**WHAT THIS TASK INVOLVES**
Reproduce every line of the data below, from the first to the last, without changing a character.

**RECORDS FOR THE EXERCISE**

□ □ □

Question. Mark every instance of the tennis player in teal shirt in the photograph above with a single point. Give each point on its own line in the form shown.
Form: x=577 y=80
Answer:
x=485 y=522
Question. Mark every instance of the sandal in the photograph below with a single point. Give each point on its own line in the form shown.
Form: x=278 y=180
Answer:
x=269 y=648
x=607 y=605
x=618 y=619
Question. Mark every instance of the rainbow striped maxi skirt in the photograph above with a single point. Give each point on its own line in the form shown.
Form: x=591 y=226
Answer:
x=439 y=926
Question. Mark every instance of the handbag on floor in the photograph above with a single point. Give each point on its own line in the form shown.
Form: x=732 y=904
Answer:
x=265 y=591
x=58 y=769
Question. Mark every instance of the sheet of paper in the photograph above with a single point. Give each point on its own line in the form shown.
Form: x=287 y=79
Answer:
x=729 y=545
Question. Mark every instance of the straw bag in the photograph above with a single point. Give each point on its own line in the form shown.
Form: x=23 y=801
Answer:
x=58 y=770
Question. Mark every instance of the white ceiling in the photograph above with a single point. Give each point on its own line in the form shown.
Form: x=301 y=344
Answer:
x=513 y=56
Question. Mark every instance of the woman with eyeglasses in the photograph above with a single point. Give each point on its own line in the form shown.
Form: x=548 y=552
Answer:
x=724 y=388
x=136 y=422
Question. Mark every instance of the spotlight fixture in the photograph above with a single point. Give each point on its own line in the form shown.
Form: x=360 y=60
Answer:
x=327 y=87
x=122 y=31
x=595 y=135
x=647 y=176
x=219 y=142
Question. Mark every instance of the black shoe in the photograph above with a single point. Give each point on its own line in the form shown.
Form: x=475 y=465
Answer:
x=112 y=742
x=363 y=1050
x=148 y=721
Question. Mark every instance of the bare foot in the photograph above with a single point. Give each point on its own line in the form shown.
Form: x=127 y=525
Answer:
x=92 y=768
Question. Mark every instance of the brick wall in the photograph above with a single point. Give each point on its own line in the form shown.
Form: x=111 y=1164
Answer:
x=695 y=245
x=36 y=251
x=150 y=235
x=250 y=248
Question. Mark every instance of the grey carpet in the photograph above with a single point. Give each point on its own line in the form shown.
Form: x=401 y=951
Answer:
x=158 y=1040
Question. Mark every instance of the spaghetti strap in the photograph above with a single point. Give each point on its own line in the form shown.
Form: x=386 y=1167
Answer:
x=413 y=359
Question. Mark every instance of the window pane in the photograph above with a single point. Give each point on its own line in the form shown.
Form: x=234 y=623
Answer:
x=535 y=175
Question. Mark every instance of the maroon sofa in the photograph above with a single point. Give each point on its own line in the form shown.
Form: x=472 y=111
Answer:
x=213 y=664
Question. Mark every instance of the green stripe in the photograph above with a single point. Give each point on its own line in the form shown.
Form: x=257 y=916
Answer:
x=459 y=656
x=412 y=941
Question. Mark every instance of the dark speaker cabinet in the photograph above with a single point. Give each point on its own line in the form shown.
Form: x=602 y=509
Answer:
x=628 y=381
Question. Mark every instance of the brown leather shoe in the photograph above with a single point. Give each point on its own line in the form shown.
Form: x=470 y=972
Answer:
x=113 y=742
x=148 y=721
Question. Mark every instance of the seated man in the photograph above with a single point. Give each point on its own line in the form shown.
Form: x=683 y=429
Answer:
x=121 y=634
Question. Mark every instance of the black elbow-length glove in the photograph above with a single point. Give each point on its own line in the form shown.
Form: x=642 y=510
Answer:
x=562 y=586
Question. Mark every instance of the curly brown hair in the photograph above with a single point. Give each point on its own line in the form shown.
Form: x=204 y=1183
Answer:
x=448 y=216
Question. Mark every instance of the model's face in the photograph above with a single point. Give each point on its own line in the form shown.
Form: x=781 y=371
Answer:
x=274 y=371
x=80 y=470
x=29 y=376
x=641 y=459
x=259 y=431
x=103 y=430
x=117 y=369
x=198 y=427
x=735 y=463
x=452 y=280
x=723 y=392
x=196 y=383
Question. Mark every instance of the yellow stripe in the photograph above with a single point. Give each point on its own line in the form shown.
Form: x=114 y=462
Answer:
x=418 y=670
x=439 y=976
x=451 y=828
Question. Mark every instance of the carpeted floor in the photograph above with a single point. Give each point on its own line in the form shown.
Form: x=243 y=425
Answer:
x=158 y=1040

□ □ □

**RESULT OF THIS EXERCISE**
Question. Mark every instance of the tennis player in teal shirt in the photograph above with a single point. Give each point on its own line in the form shown.
Form: x=577 y=80
Answer:
x=485 y=522
Question. Mark every instance of the sandal in the photograph below with a single point. Give each point on its own line in the form shown.
Form: x=278 y=180
Answer:
x=269 y=648
x=607 y=605
x=618 y=619
Question. Mark every instance of the rainbow striped maxi skirt in the photograph above with a single point. Give each point on its own line in the form shown.
Form: x=591 y=226
Answer:
x=439 y=926
Question. Mark every instance of the handbag on floor in the photograph above with a single point. Give each point on its own line in the form shown.
Form: x=732 y=904
Answer:
x=265 y=591
x=58 y=769
Question. Mark every instance of the sheet of paper in the photograph above with a single point. Give each point on its own line in the form shown.
Form: x=287 y=79
Answer:
x=729 y=545
Question. Mark every instance of the straw bag in the photograph above with a single point. Give each point on its own line in the form shown.
Form: x=23 y=801
Answer:
x=58 y=770
Question. Mark every instance of the white ceiling in the photograph above with a single point. Give each point on its own line in the form shown.
Form: x=301 y=344
Answer:
x=513 y=56
Question. Mark every instance of the woman with eyeglasses in the photograph above with a single point. Give each point on its own line in the form shown.
Form: x=548 y=552
Answer:
x=724 y=388
x=136 y=422
Question. Mark every instance of the spotlight fixture in the photograph above with a single point. Give each point on its own line in the form shown.
Form: x=360 y=60
Answer:
x=327 y=87
x=122 y=31
x=595 y=135
x=647 y=176
x=219 y=142
Question. Mark every instance of the black shoe in the photograph above with a single point. Give each point on its own line in the form shown.
Form: x=475 y=465
Answer:
x=112 y=742
x=363 y=1050
x=148 y=721
Question. Mark every instance of the bare foot in the photograph above with a single point. Give each point on its own line in the form shown.
Form: x=127 y=525
Answer:
x=92 y=768
Question. Mark every instance of the brick wall in the photograph above with a single point. Give each point on its own line in the form shown.
Form: x=111 y=1164
Answer:
x=695 y=245
x=36 y=251
x=150 y=235
x=250 y=248
Question. Mark every instance of the grey carpet in the photograph above with a single point. Give each point on its own line in the form shown.
Form: x=401 y=951
Answer:
x=158 y=1040
Question. Mark every instance of the spaghetti strap in the photograph above with a single point. Give each point on its own line in the form shown.
Form: x=386 y=1167
Answer:
x=413 y=359
Question. Mark every instance of the window pane in the photograph above with a single point. Give each point on its own line in the form shown.
Form: x=234 y=623
Answer:
x=535 y=175
Question. Mark every instance of the maroon sofa in the photograph above with a single point. Give each point on its own line in the form shown.
Form: x=472 y=111
Answer:
x=213 y=664
Question. Mark every instance of the green stripe in the photograph above with a single point. Give each point on its own line in the form shown.
Form: x=257 y=916
Answer:
x=459 y=656
x=412 y=941
Question. Mark every instance of the dark speaker cabinet in the photograph above with a single point. Give each point on its own line in the form shown.
Form: x=602 y=509
Answer:
x=628 y=381
Question. Mark every instance of the brown leather shoe in the photograph above with a single point. Give each point on its own line in the form shown.
Form: x=470 y=972
Answer:
x=113 y=742
x=148 y=721
Question. Mark every instance of the seated man in the photograph above with a single point. Give each point on its own line in the form shown.
Form: x=683 y=429
Answer:
x=121 y=634
Question. Mark every instance of the black elbow-length glove in the photograph above with a single point. Give each point on its own line in the form shown.
Form: x=642 y=510
Answer:
x=562 y=586
Question. Mark every instance of the curly brown hair in the photograph above with a single point. Give each point on its own line in the form shown.
Form: x=204 y=1183
Answer:
x=448 y=216
Question. Mark every instance of the model's face in the photograph above with a single point. Give each point on its own line in the form shown.
Form: x=781 y=371
Answer:
x=274 y=371
x=80 y=470
x=29 y=376
x=641 y=459
x=259 y=431
x=103 y=430
x=117 y=369
x=198 y=427
x=735 y=463
x=452 y=280
x=723 y=392
x=196 y=383
Question. Mark every instance of the yellow stripe in the photograph above with a single point. Give each point on its own line in the form shown.
Form: x=114 y=462
Answer:
x=418 y=670
x=439 y=976
x=451 y=828
Question. Mark every instance of the carpeted floor in the photograph above with a single point. Give each point on its own line in the form shown.
Form: x=243 y=425
Answer:
x=158 y=1040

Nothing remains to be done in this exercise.